DOCUMENT TEXT:
Content starts
Focus first on 30 Power Brands - representing 70%+ of turnover
2.
Drive unmissable brand superiority - addressing all elements of consumer preference
3.
Scale multi-year innovation - driving market making and premiumisation
4.
Increase brand investment and returns - focusing investment on areas that drive impact
5.
Selectively optimise the portfolio - no major or transformational acquisitions
 
Productivity & simplicity
6.
Build back Gross Margin - shifting from gross savings to net productivity
7.
Focus our sustainability commitments - driving impact in four priority areas
8.
Drive benefits of the new organisation - ensuring single point accountability
 
Performance Culture
9.
Renewed team - leading the change
10.
Drive and reward outperformance - with a new reward framework
 
We are providing more details on each of these in this morning's CEO update presentation. This action plan leverages Unilever's many capabilities and looks to accelerate areas where we are already making progress. In all areas we are focused on fewer things, done better, with greater impact.
Content ends
PROVIDED DATA:
Content starts
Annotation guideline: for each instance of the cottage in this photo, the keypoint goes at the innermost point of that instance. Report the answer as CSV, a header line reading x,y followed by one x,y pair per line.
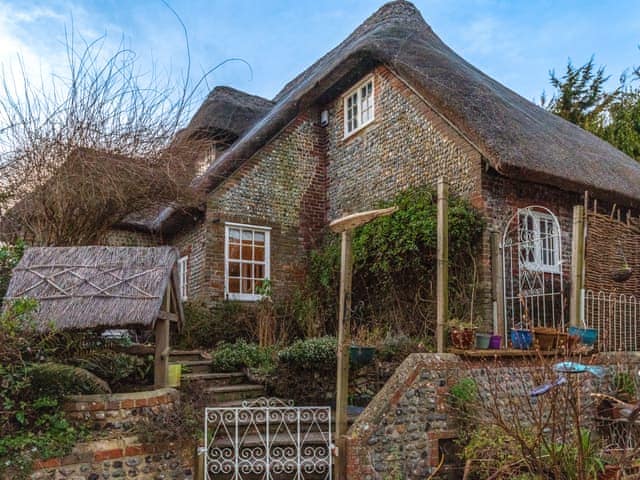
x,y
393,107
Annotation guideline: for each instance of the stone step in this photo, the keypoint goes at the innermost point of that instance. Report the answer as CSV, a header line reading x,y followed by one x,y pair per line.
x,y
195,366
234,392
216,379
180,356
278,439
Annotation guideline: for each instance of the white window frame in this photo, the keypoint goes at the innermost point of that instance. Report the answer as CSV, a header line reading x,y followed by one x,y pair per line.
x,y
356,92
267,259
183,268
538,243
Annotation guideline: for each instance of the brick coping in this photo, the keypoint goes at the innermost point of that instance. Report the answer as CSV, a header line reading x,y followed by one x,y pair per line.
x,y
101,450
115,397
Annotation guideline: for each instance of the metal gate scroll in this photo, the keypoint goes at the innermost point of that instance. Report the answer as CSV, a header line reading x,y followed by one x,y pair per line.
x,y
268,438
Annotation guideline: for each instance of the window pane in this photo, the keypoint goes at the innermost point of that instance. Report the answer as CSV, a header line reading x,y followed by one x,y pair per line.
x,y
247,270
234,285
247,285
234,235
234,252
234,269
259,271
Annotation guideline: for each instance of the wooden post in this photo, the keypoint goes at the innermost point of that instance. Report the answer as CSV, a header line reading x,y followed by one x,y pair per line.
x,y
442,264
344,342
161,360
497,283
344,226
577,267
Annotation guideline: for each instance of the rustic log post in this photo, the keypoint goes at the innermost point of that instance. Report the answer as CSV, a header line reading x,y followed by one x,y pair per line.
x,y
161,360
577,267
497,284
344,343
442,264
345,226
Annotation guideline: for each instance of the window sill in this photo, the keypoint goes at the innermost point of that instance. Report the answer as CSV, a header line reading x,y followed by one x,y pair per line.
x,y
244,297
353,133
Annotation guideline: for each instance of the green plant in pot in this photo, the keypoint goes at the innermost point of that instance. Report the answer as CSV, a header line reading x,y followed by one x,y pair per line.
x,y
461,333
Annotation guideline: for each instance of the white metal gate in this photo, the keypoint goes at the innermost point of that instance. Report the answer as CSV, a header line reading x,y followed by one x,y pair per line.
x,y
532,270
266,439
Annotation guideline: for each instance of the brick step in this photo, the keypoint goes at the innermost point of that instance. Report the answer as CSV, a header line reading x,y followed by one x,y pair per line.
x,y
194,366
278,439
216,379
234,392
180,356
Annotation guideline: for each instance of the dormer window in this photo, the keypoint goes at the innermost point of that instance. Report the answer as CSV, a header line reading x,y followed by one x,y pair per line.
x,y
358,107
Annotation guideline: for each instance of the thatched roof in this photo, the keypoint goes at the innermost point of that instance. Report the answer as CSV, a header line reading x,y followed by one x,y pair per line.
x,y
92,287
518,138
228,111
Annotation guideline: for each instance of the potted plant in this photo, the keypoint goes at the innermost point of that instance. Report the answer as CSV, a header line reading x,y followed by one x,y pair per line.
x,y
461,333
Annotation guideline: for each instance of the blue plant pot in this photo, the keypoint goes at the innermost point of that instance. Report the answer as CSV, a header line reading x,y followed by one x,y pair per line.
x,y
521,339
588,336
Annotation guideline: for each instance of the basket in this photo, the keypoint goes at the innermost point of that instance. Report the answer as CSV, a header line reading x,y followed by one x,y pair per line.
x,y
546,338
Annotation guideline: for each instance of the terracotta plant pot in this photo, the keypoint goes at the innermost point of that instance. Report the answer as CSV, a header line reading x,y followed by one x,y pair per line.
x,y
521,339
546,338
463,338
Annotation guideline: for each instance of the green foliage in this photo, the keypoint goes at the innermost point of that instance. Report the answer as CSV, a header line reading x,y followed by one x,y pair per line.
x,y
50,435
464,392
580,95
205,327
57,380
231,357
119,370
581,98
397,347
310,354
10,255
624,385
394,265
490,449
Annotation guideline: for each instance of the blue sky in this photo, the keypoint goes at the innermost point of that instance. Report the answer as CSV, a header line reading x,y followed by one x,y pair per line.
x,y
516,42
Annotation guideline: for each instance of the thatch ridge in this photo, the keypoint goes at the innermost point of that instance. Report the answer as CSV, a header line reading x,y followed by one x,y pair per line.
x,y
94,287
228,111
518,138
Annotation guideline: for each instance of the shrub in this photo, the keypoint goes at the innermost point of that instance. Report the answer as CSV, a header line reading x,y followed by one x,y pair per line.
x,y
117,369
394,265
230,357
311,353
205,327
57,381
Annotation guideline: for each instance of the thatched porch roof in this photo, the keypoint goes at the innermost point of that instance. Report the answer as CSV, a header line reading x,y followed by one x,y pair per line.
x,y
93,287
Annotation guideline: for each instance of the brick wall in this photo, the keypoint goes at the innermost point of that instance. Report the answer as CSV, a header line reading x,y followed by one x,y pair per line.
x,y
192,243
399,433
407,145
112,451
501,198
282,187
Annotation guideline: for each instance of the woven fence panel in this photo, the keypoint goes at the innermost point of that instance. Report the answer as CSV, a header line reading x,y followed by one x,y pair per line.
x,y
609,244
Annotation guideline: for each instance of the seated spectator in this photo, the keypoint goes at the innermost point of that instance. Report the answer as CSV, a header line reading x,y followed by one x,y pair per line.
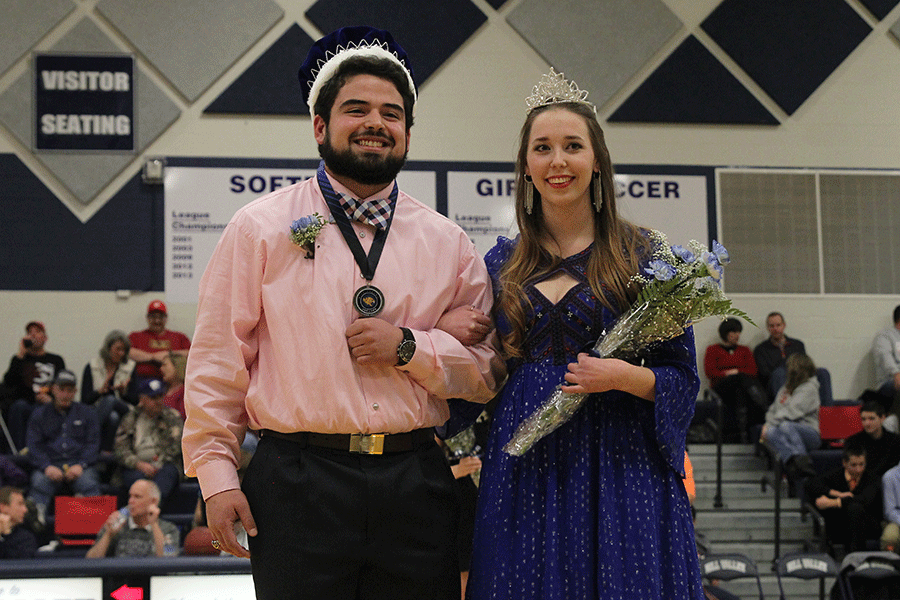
Content ends
PROBLEM STATEMENT:
Decide whether each statement agrees with the Unilever action plan text. Answer yes or no for each, and quote the words from the text that settle it.
(a) The plan rules out major or transformational acquisitions.
(b) The sustainability commitments target six priority areas.
(c) Outperformance will be rewarded under the existing reward framework.

EXERCISE RESPONSE:
(a) Yes: "no major or transformational acquisitions"
(b) No: "driving impact in four priority areas"
(c) No: "with a new reward framework"